**Excerpted records**
--- start ---

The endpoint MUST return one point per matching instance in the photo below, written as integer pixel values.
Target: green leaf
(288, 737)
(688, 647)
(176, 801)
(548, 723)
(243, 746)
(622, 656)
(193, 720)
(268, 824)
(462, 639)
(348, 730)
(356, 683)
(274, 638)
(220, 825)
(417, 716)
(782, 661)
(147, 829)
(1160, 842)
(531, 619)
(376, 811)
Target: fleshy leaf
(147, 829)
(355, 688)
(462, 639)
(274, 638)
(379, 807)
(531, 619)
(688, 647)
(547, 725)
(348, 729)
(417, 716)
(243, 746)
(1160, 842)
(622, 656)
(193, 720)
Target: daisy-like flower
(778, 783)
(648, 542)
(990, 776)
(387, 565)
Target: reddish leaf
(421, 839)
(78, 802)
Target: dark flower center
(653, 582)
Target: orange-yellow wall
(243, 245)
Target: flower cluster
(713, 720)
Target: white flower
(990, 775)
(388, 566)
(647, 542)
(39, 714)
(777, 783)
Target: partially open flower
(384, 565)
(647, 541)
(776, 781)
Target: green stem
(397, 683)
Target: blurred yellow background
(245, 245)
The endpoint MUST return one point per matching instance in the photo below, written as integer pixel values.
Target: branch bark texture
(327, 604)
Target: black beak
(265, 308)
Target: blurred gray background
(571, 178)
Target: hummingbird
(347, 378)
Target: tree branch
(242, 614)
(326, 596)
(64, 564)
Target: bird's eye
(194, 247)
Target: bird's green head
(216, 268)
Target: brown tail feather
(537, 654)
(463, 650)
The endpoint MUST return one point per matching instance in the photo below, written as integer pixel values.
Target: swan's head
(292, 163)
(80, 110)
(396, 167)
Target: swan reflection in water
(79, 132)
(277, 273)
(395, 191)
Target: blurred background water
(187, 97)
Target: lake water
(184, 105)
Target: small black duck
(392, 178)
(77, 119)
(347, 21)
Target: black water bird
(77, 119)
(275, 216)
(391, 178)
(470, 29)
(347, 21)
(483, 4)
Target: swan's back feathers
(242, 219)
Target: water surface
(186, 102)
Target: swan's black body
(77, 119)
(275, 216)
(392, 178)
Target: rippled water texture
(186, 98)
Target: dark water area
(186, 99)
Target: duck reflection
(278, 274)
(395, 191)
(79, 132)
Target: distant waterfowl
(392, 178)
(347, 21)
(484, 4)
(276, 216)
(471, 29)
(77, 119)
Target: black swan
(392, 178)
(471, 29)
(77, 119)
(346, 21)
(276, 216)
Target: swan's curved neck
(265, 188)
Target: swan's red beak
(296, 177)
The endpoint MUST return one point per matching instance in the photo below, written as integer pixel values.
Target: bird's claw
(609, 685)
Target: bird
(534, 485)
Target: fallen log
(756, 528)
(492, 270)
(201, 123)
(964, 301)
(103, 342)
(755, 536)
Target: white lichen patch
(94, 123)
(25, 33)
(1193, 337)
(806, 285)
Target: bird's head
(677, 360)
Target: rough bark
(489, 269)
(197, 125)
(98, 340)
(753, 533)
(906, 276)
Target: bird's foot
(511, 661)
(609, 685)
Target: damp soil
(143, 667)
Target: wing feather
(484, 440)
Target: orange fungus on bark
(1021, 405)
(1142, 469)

--- end ---

**Task brief**
Reproduce, word for word, only the lines from the one that contains "Target: daisy-like flower" through the final line.

**Full solution**
Target: daisy-like flower
(778, 783)
(648, 542)
(990, 776)
(387, 565)
Target: reddish leaf
(421, 839)
(78, 802)
Target: dark flower center
(653, 582)
Target: orange-yellow wall
(243, 245)
Target: flower cluster
(713, 720)
Target: white flower
(990, 775)
(388, 566)
(647, 542)
(39, 714)
(777, 783)
Target: partially open flower
(384, 565)
(647, 541)
(776, 781)
Target: green stem
(397, 683)
Target: blurred yellow background
(245, 245)
The endpoint MUST return one point per matching instance in the photo below, written as integer pixel values.
Target: branch bark texture
(327, 604)
Target: black beak
(265, 308)
Target: blurred gray background
(571, 178)
Target: hummingbird
(347, 378)
Target: tree branch
(242, 614)
(326, 596)
(64, 564)
Target: bird's eye
(194, 247)
Target: bird's green head
(216, 268)
Target: brown tail feather
(537, 654)
(463, 650)
The endpoint MUST return one point per matching instance in the photo below, written as integer pixel values.
Target: swan's head
(292, 163)
(80, 110)
(396, 167)
Target: swan reflection in water
(79, 132)
(277, 273)
(395, 191)
Target: blurred background water
(187, 97)
Target: lake water
(184, 105)
Target: small black duck
(392, 178)
(77, 119)
(347, 21)
Target: black water bird
(77, 119)
(275, 216)
(391, 178)
(470, 29)
(347, 21)
(483, 4)
Target: swan's back feathers
(242, 219)
Target: water surface
(186, 102)
Target: swan's black body
(77, 119)
(275, 216)
(392, 178)
Target: rippled water texture
(186, 98)
Target: dark water area
(186, 99)
Target: duck reflection
(278, 274)
(395, 191)
(79, 132)
Target: distant waterfowl
(392, 178)
(347, 21)
(484, 4)
(276, 216)
(471, 29)
(77, 119)
Target: black swan
(392, 178)
(471, 29)
(77, 119)
(346, 21)
(276, 216)
Target: swan's curved neck
(265, 188)
Target: swan's red beak
(296, 177)
The endpoint MUST return one point per matching instance in the photo below, written as integer pixel values.
Target: bird's claw
(609, 685)
Target: bird
(534, 485)
Target: fallen log
(756, 528)
(492, 270)
(201, 123)
(964, 301)
(103, 342)
(755, 536)
Target: white lichen patch
(94, 123)
(25, 33)
(1193, 337)
(806, 285)
Target: bird's head
(677, 360)
Target: rough bark
(489, 269)
(197, 125)
(98, 340)
(753, 533)
(906, 276)
Target: bird's foot
(511, 661)
(609, 685)
Target: damp soil
(143, 667)
Target: wing feather
(484, 440)
Target: orange fungus on bark
(1021, 405)
(1142, 469)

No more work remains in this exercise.